◆ Task description ◆
Reproduce every one of the rows below word for word, but omit the pictures from your answer.

— BEGIN —

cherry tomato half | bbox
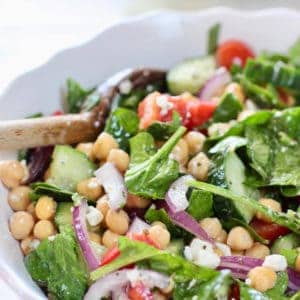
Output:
[127,282,153,300]
[250,218,289,241]
[216,39,254,69]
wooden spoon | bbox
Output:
[0,69,166,149]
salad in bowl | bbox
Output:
[0,24,300,300]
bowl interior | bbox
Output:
[0,8,300,299]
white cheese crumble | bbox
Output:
[86,206,103,226]
[156,95,173,116]
[119,80,132,95]
[184,239,221,269]
[262,254,287,272]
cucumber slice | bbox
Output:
[54,202,73,231]
[209,151,259,223]
[47,146,96,192]
[167,56,216,95]
[271,233,300,254]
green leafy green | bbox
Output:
[104,107,139,152]
[207,23,221,54]
[213,93,243,122]
[190,181,300,234]
[25,226,88,300]
[187,189,213,220]
[173,271,232,300]
[29,182,73,201]
[245,107,300,186]
[289,39,300,67]
[147,112,181,141]
[125,127,186,199]
[244,59,300,90]
[66,78,94,113]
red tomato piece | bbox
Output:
[127,282,153,300]
[216,39,254,69]
[250,218,290,241]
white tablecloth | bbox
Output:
[0,0,300,300]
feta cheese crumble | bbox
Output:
[184,239,221,269]
[262,254,287,272]
[86,206,103,226]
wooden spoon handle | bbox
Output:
[0,112,102,149]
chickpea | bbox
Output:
[33,220,56,240]
[151,221,167,229]
[7,186,30,211]
[171,139,189,165]
[107,149,129,172]
[9,211,34,240]
[225,82,245,103]
[77,177,103,201]
[96,195,109,220]
[26,202,37,220]
[215,229,227,243]
[248,267,277,292]
[188,152,210,181]
[76,143,95,160]
[227,226,253,250]
[93,132,119,160]
[126,193,151,208]
[105,209,129,234]
[35,196,56,220]
[256,198,282,223]
[0,160,28,188]
[199,218,222,239]
[148,225,171,249]
[184,131,206,155]
[20,235,40,255]
[89,232,101,244]
[231,250,245,256]
[245,243,270,259]
[102,229,120,249]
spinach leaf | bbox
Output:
[213,93,243,122]
[104,107,139,152]
[207,23,221,54]
[125,127,186,199]
[147,112,181,141]
[90,237,218,282]
[25,226,88,300]
[145,207,193,241]
[29,182,73,201]
[245,107,300,186]
[289,39,300,67]
[187,189,213,220]
[190,181,300,234]
[66,78,94,113]
[173,270,232,300]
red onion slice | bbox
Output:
[72,200,100,270]
[165,206,215,245]
[95,162,127,209]
[84,269,170,300]
[218,256,300,291]
[199,67,231,100]
[166,175,194,212]
[128,217,151,233]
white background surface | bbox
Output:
[0,0,300,300]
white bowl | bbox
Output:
[0,8,300,299]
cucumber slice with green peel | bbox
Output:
[47,145,96,192]
[271,233,300,254]
[167,56,216,95]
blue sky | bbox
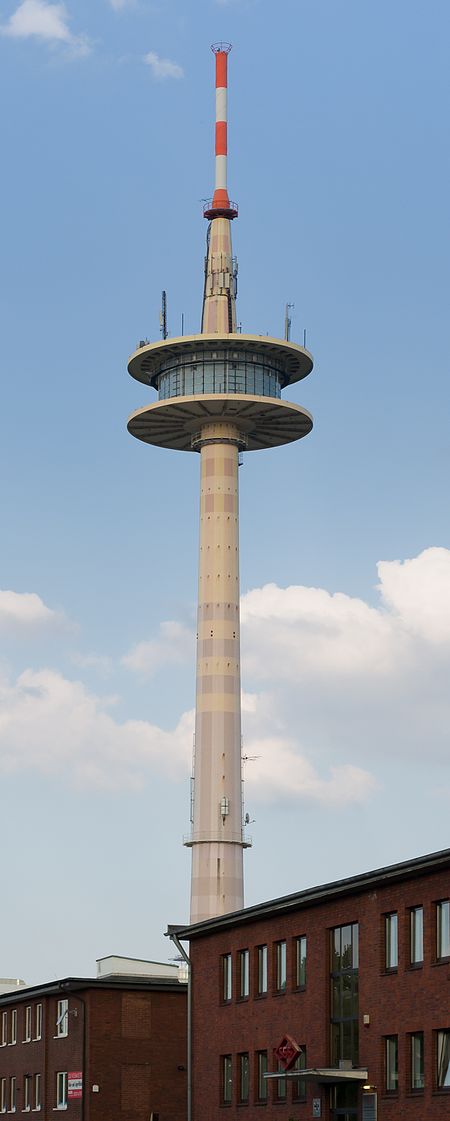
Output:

— END —

◆ Result for this exercise ◆
cherry tomato half | bbox
Output:
[127,282,153,300]
[250,218,289,241]
[216,39,254,69]
wooden spoon | bbox
Output:
[0,69,166,149]
salad in bowl | bbox
Output:
[0,24,300,300]
bowl interior | bbox
Output:
[0,8,300,299]
white cheese crumble | bbox
Output:
[86,206,103,226]
[156,95,173,116]
[119,80,132,95]
[184,239,221,269]
[262,254,287,272]
cucumber slice | bbox
Output:
[54,202,73,231]
[209,151,259,223]
[47,146,96,192]
[167,56,216,95]
[271,233,300,254]
green leafy green | bbox
Output:
[104,107,139,152]
[207,23,221,54]
[213,93,243,122]
[190,181,300,234]
[25,226,88,300]
[187,189,213,220]
[173,271,232,300]
[29,182,73,201]
[245,107,300,186]
[289,39,300,67]
[147,112,181,141]
[125,127,186,199]
[244,59,300,90]
[66,78,94,113]
red tomato piece | bbox
Output:
[127,282,153,300]
[216,39,254,69]
[250,218,290,241]
white tablecloth | bbox
Output:
[0,0,300,300]
feta cheese crumble | bbox
Output:
[184,239,221,269]
[262,254,287,272]
[86,206,103,226]
wooden spoon handle | bbox
Output:
[0,112,102,149]
chickpea | bbox
Output:
[33,220,56,240]
[151,221,167,229]
[7,186,30,211]
[171,139,189,165]
[107,149,129,172]
[9,211,34,240]
[225,82,245,103]
[77,177,103,201]
[96,195,109,220]
[26,202,37,220]
[215,229,227,243]
[248,267,277,292]
[188,152,210,181]
[76,143,95,160]
[227,226,253,250]
[93,132,119,160]
[126,193,151,208]
[105,209,129,234]
[35,196,56,220]
[256,198,282,223]
[0,160,28,188]
[199,218,222,239]
[148,225,171,249]
[184,131,206,155]
[20,235,40,255]
[89,232,101,244]
[231,250,245,256]
[245,243,270,259]
[102,229,120,249]
spinach leaf | bbox
Output:
[213,93,243,122]
[104,107,139,152]
[207,23,221,54]
[125,127,186,199]
[147,112,181,141]
[90,237,218,282]
[25,226,88,300]
[145,207,193,241]
[29,182,73,201]
[245,107,300,186]
[289,39,300,67]
[187,189,213,220]
[190,181,300,234]
[66,78,94,113]
[173,270,232,300]
red onion slice | bbox
Output:
[72,200,100,270]
[165,206,215,245]
[95,162,127,209]
[84,269,170,300]
[218,256,300,291]
[199,67,231,100]
[166,175,194,212]
[128,217,151,233]
white background surface | bbox
Output:
[0,0,300,300]
white bowl | bbox
Output:
[0,8,300,299]
cucumber slice with green peel | bbox
Output:
[47,145,96,192]
[271,233,300,254]
[167,56,216,95]
blue sky | bbox
Output:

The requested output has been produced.